▶ [EXCERPTED PASSAGE]:

=======

Scientists from Singapore’s Nanyang Technological University (NTU) have developed a way for robots to have the artificial intelligence (AI) to recognise pain and to self-repair when damaged.
Using a brain-inspired approach, the system’s AI-enabled sensor nodes can process and respond to “pain” arising from pressure exerted by a physical force.
By embedding AI into a network of sensor nodes, and connecting them to multiple small processing units, the nodes act like “mini-brains” distributed on the robotic skin. The system is then combined with a type of self-healing ion gel material – which means that the robots, when damaged, can recover their mechanical functions without human intervention.
When ‘injured’ with a cut from a sharp object, the robot quickly loses mechanical function. But the molecules in the self-healing ion gel begin to interact, causing the robot to ‘stitch’ its ‘wound’ together and to restore its function while maintaining high responsiveness.
First author of the study, Rohit Abraham John, who is also a Research Fellow at the School of Materials Science & Engineering at NTU, said, “The self-healing properties of these novel devices help the robotic system to repeatedly stitch itself together when ‘injured’ with a cut or scratch, even at room temperature. This mimics how our biological system works, much like the way human skin heals on its own after a cut.
“In our tests, our robot can ‘survive’ and respond to unintentional mechanical damage arising from minor injuries such as scratches and bumps, while continuing to work effectively. If such a system were used with robots in real world settings, it could contribute to savings in maintenance.”
Co-lead author of the study, Associate Professor Arindam Basu from the School of Electrical & Electronic Engineering said, “Our work has demonstrated the feasibility of a robotic system that is capable of processing information efficiently with minimal wiring and circuits. By reducing the number of electronic components required, our system should become affordable and scalable. This will help accelerate the adoption of a new generation of robots in the marketplace.”
Associate Professor Nripan Mathews, who is co-lead author and from the School of Materials Science & Engineering at NTU, said, “Conventional robots carry out tasks in a structured programmable manner, but ours can perceive their environment, learning and adapting behaviour accordingly. Most researchers focus on making more and more sensitive sensors, but do not focus on the challenges of how they can make decisions effectively. Such research is necessary for the next generation of robots to interact effectively with humans.

=======

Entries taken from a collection
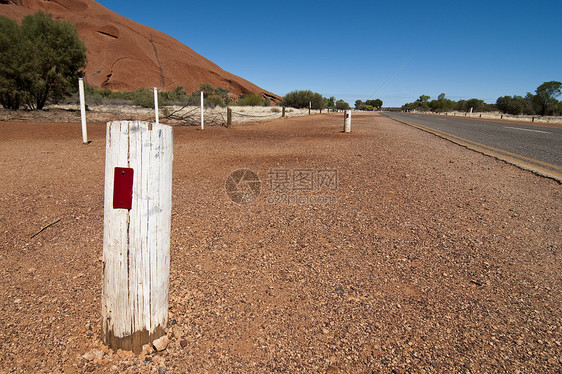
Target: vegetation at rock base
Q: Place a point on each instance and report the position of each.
(544, 102)
(368, 105)
(40, 61)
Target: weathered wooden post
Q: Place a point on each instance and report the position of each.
(156, 104)
(83, 110)
(202, 124)
(136, 240)
(228, 117)
(347, 121)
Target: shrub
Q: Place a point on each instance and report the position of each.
(302, 99)
(40, 60)
(250, 100)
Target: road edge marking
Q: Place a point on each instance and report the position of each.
(507, 156)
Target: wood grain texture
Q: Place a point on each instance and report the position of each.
(136, 245)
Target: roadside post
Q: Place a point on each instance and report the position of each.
(347, 121)
(136, 240)
(83, 110)
(156, 105)
(202, 123)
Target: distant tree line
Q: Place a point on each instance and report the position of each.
(369, 105)
(40, 60)
(544, 102)
(305, 98)
(212, 97)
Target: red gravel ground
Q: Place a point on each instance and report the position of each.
(427, 257)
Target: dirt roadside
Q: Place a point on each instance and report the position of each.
(425, 256)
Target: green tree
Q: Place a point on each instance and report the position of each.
(545, 99)
(423, 99)
(55, 59)
(304, 98)
(12, 62)
(342, 105)
(376, 104)
(514, 105)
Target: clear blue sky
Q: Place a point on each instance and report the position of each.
(394, 50)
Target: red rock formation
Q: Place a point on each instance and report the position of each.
(124, 55)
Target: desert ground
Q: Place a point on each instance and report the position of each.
(423, 257)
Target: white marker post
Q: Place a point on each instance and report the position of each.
(347, 121)
(136, 238)
(202, 124)
(156, 105)
(83, 111)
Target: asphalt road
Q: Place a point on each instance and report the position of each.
(533, 147)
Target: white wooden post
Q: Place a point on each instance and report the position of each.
(347, 121)
(83, 110)
(136, 241)
(156, 104)
(202, 125)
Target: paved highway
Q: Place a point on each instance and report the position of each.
(533, 147)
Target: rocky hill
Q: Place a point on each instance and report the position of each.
(124, 55)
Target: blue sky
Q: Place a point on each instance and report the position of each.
(394, 50)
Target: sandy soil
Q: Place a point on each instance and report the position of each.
(173, 115)
(426, 257)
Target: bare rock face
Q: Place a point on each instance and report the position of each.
(124, 55)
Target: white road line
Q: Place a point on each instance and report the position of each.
(518, 128)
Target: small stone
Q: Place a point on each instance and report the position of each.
(94, 354)
(125, 355)
(160, 344)
(147, 349)
(176, 332)
(159, 360)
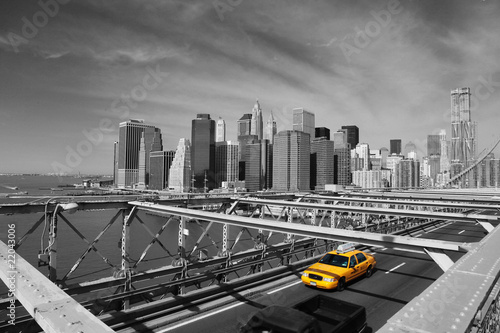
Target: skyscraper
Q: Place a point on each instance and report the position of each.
(445, 159)
(129, 144)
(179, 178)
(244, 125)
(226, 162)
(258, 166)
(220, 130)
(363, 151)
(407, 174)
(322, 168)
(159, 168)
(463, 130)
(203, 151)
(352, 132)
(271, 129)
(341, 159)
(291, 161)
(433, 144)
(322, 132)
(151, 140)
(395, 146)
(304, 121)
(410, 150)
(256, 127)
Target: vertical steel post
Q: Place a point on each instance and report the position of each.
(53, 246)
(289, 237)
(125, 247)
(225, 237)
(182, 251)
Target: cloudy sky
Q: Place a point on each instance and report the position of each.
(72, 71)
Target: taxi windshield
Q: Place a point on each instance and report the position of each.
(334, 260)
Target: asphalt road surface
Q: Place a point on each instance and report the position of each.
(400, 276)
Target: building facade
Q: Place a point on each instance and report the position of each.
(352, 132)
(129, 145)
(256, 127)
(304, 121)
(322, 162)
(395, 146)
(179, 177)
(203, 151)
(226, 162)
(159, 166)
(220, 131)
(271, 129)
(291, 161)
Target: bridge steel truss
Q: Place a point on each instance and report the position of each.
(126, 288)
(184, 272)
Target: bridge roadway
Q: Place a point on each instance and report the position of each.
(400, 277)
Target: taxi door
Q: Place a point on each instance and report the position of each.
(352, 272)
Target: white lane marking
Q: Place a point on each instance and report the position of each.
(200, 317)
(395, 268)
(291, 284)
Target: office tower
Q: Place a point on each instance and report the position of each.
(179, 177)
(363, 152)
(150, 141)
(244, 125)
(226, 162)
(129, 144)
(203, 151)
(342, 159)
(384, 152)
(322, 168)
(322, 132)
(371, 178)
(256, 127)
(395, 146)
(352, 132)
(159, 168)
(433, 144)
(445, 160)
(304, 121)
(291, 161)
(463, 130)
(407, 174)
(220, 135)
(258, 166)
(271, 129)
(495, 172)
(410, 150)
(392, 161)
(115, 163)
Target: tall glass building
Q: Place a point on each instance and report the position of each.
(129, 145)
(203, 151)
(304, 121)
(179, 177)
(291, 161)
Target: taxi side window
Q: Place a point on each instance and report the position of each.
(352, 261)
(361, 257)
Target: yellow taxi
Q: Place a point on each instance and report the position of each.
(338, 267)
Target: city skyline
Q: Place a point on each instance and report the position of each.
(63, 79)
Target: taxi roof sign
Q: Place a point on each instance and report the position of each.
(343, 248)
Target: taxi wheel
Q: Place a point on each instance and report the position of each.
(341, 284)
(369, 272)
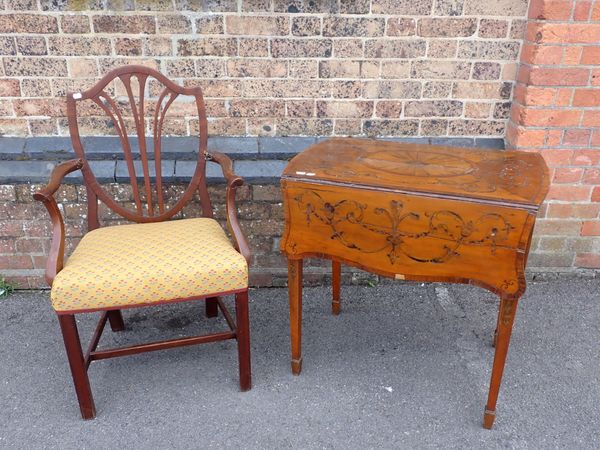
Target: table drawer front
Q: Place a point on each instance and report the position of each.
(402, 233)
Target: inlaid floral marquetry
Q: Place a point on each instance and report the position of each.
(414, 212)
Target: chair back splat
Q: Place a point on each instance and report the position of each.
(135, 101)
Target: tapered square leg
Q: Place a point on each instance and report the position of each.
(70, 334)
(506, 317)
(295, 293)
(243, 338)
(115, 318)
(212, 307)
(336, 276)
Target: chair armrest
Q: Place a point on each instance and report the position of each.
(54, 263)
(233, 182)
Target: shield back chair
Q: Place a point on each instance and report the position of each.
(153, 260)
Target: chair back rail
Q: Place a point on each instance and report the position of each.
(138, 100)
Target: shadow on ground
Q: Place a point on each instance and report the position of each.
(403, 366)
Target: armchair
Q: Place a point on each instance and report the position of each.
(156, 259)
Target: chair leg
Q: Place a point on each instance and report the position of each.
(243, 338)
(212, 307)
(115, 318)
(70, 334)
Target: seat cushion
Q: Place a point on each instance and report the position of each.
(138, 264)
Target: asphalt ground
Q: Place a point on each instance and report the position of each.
(405, 365)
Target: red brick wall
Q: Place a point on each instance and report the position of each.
(274, 67)
(556, 111)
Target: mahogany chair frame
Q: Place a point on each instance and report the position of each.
(239, 328)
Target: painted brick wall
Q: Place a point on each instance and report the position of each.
(556, 112)
(274, 67)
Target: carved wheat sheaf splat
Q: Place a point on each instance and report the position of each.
(403, 231)
(137, 113)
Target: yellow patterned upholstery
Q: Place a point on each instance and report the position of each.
(148, 263)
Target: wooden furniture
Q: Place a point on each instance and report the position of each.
(154, 260)
(414, 212)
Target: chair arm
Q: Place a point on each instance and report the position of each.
(54, 263)
(233, 182)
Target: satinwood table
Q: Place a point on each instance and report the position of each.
(414, 212)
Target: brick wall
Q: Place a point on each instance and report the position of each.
(274, 67)
(556, 112)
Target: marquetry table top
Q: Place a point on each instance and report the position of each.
(503, 177)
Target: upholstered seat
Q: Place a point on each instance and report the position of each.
(126, 265)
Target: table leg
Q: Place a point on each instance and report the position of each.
(506, 317)
(336, 275)
(295, 293)
(495, 336)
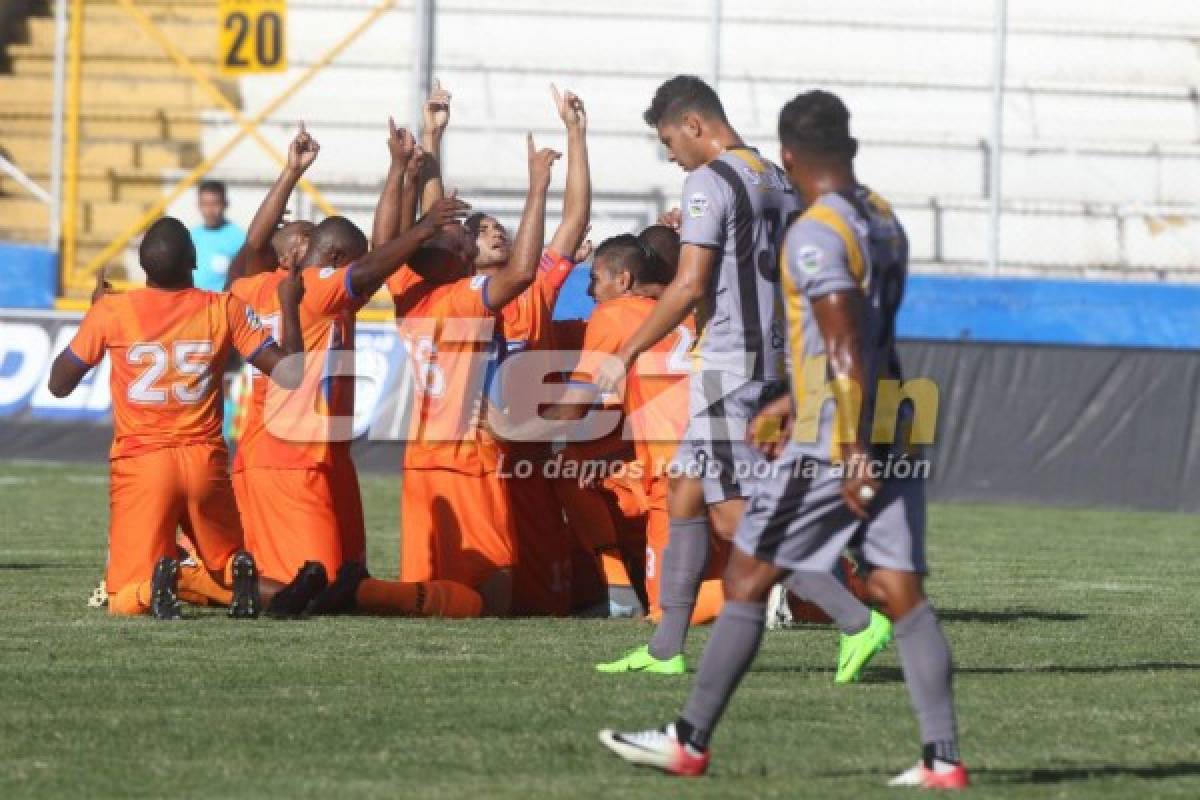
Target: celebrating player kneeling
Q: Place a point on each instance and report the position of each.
(169, 467)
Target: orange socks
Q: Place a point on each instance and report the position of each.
(427, 599)
(197, 587)
(133, 599)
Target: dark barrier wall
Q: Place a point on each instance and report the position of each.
(1063, 426)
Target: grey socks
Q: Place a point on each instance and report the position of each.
(732, 647)
(928, 673)
(683, 567)
(834, 599)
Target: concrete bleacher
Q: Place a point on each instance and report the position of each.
(1102, 151)
(139, 118)
(1102, 154)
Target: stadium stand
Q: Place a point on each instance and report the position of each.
(139, 116)
(1102, 152)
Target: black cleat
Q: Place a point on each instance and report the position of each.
(292, 600)
(246, 601)
(341, 596)
(163, 597)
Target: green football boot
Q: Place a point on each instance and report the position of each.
(858, 649)
(641, 660)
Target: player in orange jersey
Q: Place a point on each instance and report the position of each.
(354, 589)
(541, 579)
(454, 516)
(169, 465)
(289, 451)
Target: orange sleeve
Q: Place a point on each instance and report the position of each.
(245, 329)
(243, 289)
(468, 299)
(604, 332)
(569, 334)
(603, 336)
(552, 274)
(327, 290)
(91, 338)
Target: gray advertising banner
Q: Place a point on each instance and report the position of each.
(1045, 425)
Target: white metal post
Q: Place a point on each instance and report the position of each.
(1000, 42)
(423, 60)
(60, 61)
(714, 68)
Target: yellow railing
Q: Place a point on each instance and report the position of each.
(73, 276)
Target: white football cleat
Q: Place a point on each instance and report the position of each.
(658, 747)
(779, 613)
(942, 776)
(99, 597)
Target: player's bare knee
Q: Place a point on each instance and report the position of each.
(897, 591)
(748, 579)
(724, 517)
(685, 498)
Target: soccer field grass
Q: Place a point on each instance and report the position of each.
(1074, 632)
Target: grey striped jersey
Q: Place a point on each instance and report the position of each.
(739, 204)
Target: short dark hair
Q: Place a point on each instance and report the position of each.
(683, 94)
(336, 235)
(817, 122)
(663, 244)
(214, 187)
(167, 253)
(625, 252)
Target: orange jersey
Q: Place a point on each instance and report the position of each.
(448, 334)
(655, 402)
(527, 322)
(168, 350)
(327, 322)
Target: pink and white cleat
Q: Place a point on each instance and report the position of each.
(942, 776)
(659, 749)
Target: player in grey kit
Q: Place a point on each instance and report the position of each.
(844, 272)
(737, 205)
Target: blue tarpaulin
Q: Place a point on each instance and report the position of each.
(1030, 311)
(28, 276)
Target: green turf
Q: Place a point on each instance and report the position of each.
(1074, 632)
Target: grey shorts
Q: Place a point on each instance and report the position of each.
(714, 449)
(797, 521)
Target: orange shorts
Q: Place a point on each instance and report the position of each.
(292, 516)
(154, 493)
(541, 581)
(352, 527)
(454, 527)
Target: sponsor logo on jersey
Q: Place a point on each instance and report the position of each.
(810, 259)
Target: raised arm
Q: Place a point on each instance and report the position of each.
(372, 270)
(285, 361)
(387, 224)
(437, 118)
(676, 302)
(838, 317)
(522, 266)
(408, 194)
(257, 254)
(577, 198)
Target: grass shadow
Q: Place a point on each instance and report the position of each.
(1014, 615)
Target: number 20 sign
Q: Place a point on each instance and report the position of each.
(252, 36)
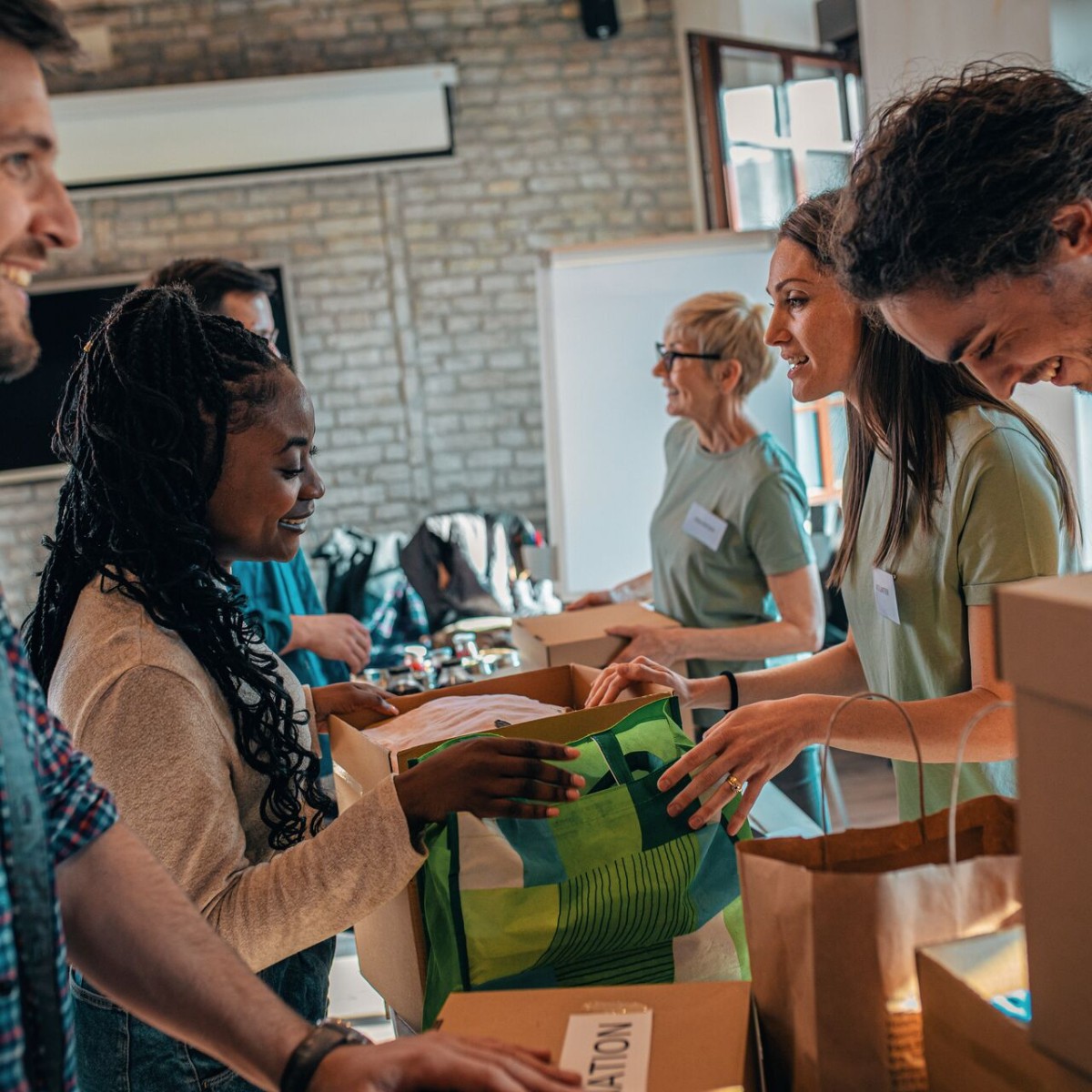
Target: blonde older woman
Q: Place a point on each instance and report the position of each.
(731, 557)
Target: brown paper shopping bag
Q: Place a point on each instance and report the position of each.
(834, 922)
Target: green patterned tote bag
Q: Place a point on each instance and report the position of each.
(612, 891)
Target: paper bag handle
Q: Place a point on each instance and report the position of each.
(964, 740)
(825, 753)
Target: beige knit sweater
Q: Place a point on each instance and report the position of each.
(162, 740)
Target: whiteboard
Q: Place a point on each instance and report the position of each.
(601, 310)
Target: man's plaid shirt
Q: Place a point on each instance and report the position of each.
(76, 812)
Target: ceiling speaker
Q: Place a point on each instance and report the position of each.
(600, 17)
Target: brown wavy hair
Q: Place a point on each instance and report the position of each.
(904, 404)
(38, 26)
(960, 181)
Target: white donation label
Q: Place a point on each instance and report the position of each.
(887, 603)
(702, 524)
(610, 1051)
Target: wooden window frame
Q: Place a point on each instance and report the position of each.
(830, 475)
(707, 72)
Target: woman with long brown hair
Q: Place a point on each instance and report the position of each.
(948, 492)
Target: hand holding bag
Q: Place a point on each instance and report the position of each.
(612, 891)
(834, 922)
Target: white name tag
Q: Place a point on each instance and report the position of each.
(887, 603)
(702, 524)
(610, 1051)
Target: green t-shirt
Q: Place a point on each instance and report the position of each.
(757, 490)
(998, 520)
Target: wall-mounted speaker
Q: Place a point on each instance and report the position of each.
(600, 17)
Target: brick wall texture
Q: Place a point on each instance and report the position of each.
(413, 288)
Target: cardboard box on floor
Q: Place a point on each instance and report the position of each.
(702, 1031)
(970, 1046)
(391, 942)
(1044, 632)
(579, 637)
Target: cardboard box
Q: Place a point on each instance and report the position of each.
(702, 1031)
(970, 1046)
(579, 637)
(391, 942)
(1044, 631)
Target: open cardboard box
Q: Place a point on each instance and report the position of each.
(1044, 637)
(390, 943)
(580, 637)
(702, 1031)
(970, 1046)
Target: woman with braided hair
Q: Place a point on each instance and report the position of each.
(190, 447)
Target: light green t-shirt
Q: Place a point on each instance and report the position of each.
(758, 491)
(998, 520)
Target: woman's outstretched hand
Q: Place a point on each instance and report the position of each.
(745, 749)
(344, 699)
(617, 677)
(490, 778)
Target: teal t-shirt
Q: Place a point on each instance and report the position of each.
(998, 520)
(757, 490)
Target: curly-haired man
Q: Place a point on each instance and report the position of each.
(967, 219)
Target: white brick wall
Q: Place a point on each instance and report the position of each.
(413, 288)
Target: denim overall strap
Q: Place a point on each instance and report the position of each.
(32, 898)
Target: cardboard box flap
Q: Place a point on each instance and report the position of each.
(580, 637)
(1044, 632)
(970, 1046)
(702, 1031)
(581, 625)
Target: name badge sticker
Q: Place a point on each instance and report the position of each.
(703, 524)
(610, 1051)
(887, 602)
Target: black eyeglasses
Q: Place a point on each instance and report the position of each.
(670, 356)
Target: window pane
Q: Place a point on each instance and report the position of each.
(763, 186)
(825, 170)
(806, 435)
(742, 68)
(814, 112)
(751, 115)
(839, 440)
(855, 103)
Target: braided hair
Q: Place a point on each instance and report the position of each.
(143, 426)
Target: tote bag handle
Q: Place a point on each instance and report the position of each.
(825, 753)
(964, 740)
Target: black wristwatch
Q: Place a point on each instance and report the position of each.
(325, 1036)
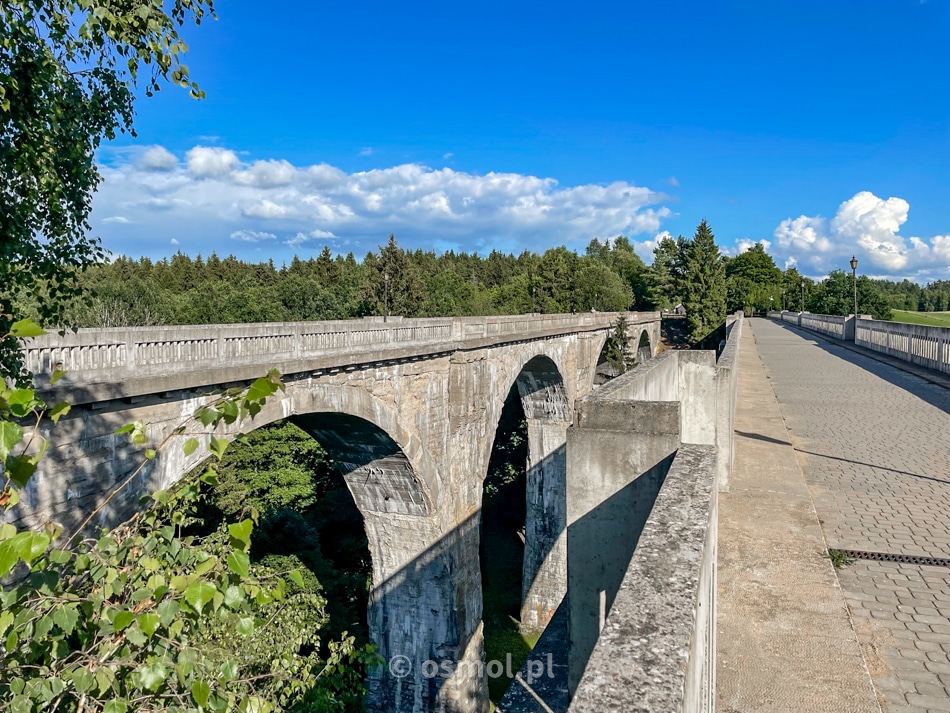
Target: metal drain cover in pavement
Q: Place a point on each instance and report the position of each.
(891, 557)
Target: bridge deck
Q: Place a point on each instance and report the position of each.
(873, 443)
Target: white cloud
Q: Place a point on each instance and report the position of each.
(252, 236)
(214, 194)
(211, 161)
(158, 158)
(267, 174)
(869, 228)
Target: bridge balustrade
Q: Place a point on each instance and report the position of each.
(915, 343)
(120, 356)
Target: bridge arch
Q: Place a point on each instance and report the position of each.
(547, 406)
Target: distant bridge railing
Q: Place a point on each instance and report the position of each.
(123, 362)
(915, 343)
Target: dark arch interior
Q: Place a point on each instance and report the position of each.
(311, 477)
(501, 545)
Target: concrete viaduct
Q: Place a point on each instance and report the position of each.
(407, 408)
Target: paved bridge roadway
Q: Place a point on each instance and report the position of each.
(873, 442)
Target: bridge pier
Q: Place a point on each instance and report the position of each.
(544, 578)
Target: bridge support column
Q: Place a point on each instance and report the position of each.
(425, 617)
(544, 578)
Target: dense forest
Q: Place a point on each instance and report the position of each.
(608, 276)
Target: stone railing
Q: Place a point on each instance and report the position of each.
(915, 343)
(647, 456)
(110, 363)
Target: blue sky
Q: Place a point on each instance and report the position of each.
(821, 127)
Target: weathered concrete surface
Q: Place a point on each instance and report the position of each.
(650, 653)
(786, 643)
(407, 409)
(644, 471)
(872, 443)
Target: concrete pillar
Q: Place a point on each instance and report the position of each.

=======

▶ [EXERCISES]:
- A) According to the article on pain-sensing robots, what material lets the robots recover their mechanical functions without human intervention?
- B) Condense the paragraph of the pain-sensing robots article that begins "By embedding AI into a network of sensor nodes" into a short list.

▶ [ANSWER SET]:
- A) A type of self-healing ion gel material.

- B)
- AI is embedded in a network of sensor nodes linked to multiple small processing units.
- The nodes act like "mini-brains" distributed across the robotic skin.
- The system is combined with a self-healing ion gel material.
- When damaged, the robots can recover their mechanical functions without human intervention.